SET TASK:
Reproduce the listing below word for word, leaving out the pictures.

[START RECORDS SHOWN]

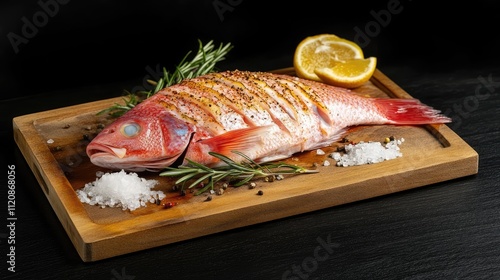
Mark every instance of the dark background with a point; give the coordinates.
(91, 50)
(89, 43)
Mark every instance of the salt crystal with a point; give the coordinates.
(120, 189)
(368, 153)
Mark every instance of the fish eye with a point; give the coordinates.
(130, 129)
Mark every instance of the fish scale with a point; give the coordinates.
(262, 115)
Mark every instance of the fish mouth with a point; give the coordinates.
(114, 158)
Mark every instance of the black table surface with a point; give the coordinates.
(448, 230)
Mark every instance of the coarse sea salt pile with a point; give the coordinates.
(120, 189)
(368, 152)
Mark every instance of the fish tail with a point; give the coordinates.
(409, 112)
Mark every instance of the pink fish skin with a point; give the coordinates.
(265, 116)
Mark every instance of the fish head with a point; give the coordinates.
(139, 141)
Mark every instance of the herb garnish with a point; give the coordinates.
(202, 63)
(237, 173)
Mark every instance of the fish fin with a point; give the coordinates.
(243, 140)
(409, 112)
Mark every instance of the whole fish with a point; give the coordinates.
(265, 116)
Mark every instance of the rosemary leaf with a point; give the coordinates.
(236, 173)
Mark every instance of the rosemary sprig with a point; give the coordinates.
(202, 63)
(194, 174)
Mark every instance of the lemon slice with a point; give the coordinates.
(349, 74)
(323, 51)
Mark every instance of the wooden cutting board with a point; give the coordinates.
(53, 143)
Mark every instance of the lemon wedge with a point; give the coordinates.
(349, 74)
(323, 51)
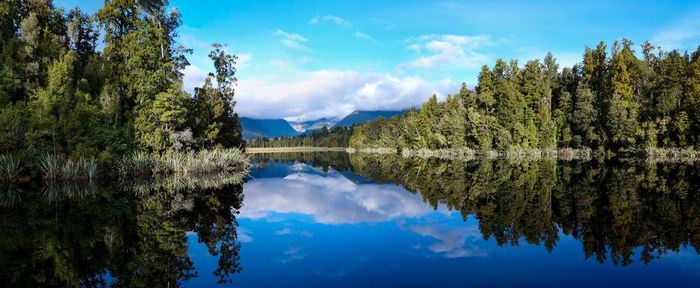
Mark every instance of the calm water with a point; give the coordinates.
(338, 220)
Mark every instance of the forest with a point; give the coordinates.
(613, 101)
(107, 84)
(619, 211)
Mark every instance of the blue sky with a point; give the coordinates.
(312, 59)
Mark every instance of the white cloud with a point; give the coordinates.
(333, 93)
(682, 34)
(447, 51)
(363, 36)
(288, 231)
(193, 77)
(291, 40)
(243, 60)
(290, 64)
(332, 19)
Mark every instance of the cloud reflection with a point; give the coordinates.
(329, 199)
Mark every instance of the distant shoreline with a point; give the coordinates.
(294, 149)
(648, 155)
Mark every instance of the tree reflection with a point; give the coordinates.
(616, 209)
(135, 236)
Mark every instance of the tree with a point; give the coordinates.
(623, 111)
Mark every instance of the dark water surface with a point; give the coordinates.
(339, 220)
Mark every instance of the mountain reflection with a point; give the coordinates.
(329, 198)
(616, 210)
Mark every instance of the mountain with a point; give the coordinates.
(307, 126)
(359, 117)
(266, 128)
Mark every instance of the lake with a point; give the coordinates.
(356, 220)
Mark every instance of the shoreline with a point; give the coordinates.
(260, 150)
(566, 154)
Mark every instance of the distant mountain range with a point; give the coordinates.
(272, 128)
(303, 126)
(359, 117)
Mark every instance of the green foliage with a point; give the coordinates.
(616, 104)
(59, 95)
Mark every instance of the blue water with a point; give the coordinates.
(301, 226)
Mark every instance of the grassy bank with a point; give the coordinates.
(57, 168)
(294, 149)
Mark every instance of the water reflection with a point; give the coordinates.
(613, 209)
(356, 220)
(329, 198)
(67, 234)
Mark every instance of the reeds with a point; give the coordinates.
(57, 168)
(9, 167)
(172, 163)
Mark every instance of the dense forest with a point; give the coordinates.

[END RECORDS SHOWN]

RESULT OF THIS TASK:
Mark every instance of the dark background with a point; give the coordinates.
(91, 50)
(89, 43)
Mark every instance of the salt crystal with a point; give the coordinates.
(120, 189)
(368, 153)
Mark every instance of the fish eye with a point; give the coordinates.
(130, 129)
Mark every instance of the fish scale with a point; give the coordinates.
(262, 115)
Mark every instance of the fish mouth with a point; give the coordinates.
(114, 158)
Mark every instance of the black table surface with a point; give the coordinates.
(448, 230)
Mark every instance of the coarse sea salt pile with a point; give the coordinates.
(120, 189)
(368, 152)
Mark every instance of the fish tail with a point; give the coordinates.
(409, 112)
Mark every instance of the pink fish skin with a point; give the coordinates.
(265, 116)
Mark every instance of the fish head with a point; give the coordinates.
(139, 141)
Mark every instance of the herb garnish with a point; give the coordinates.
(202, 63)
(237, 173)
Mark every instance of the fish fin with a point; give the coordinates.
(243, 140)
(409, 112)
Mark every instance of the whole fish with a point; give the coordinates.
(265, 116)
Mark every instance of the rosemary leaf with a point; give the coordinates.
(236, 173)
Mark every instance of the rosemary sprig with a point; give the coordinates.
(202, 63)
(194, 174)
Mark every instance of the lemon slice with a point; give the coordinates.
(349, 74)
(323, 51)
Mark every instance of the wooden cutting board with a point; give the coordinates.
(53, 143)
Mark every instance of the lemon wedge with a point; give the coordinates.
(349, 74)
(323, 51)
Mark every instance of the calm water with a point; give the coordinates.
(338, 220)
Mark every instance of the forest with a point; give the coordinates.
(613, 101)
(107, 84)
(619, 211)
Mark every instance of the blue sky with a point; give the coordinates.
(312, 59)
Mark every instance of the white cloud with a point; give the coordinates.
(333, 93)
(682, 34)
(447, 51)
(363, 36)
(288, 231)
(193, 77)
(291, 40)
(243, 60)
(290, 64)
(332, 19)
Mark every instance of the cloud reflection with a point; give the coordinates.
(329, 199)
Mark every instance of the distant shoreline with a point; give the coordinates.
(294, 149)
(648, 155)
Mark every instance of the tree reflection with a point; give the coordinates.
(616, 209)
(135, 236)
Mark every instance of the tree with a point; give the coordinates.
(623, 111)
Mark every instance of the dark water surface with a point; give the coordinates.
(339, 220)
Mark every instance of the mountain reflection with a point; give the coordinates.
(329, 198)
(616, 210)
Mark every instance of the mountain with a point; give the coordinates.
(307, 126)
(359, 117)
(266, 128)
Mark every instance of the lake with a point; give the coordinates.
(356, 220)
Mark every instance of the shoreline with a point; give the coordinates.
(260, 150)
(566, 154)
Mark every instance of the distant mountain range with a point; give the coordinates.
(272, 128)
(303, 126)
(359, 117)
Mark every instance of the green foliage with a point; give the coordinates.
(616, 104)
(59, 95)
Mark every instance of the blue water with a point; give the coordinates.
(301, 226)
Mark every instance of the grassy bank with a point; give the coordinates.
(57, 168)
(294, 149)
Mark every instance of the water reflection with a point; give the coordinates.
(613, 209)
(356, 220)
(329, 198)
(67, 234)
Mark every instance of the reeds with a point; give the coordinates.
(57, 168)
(9, 167)
(172, 163)
Mark every instance of the dense forest with a point; give the coordinates.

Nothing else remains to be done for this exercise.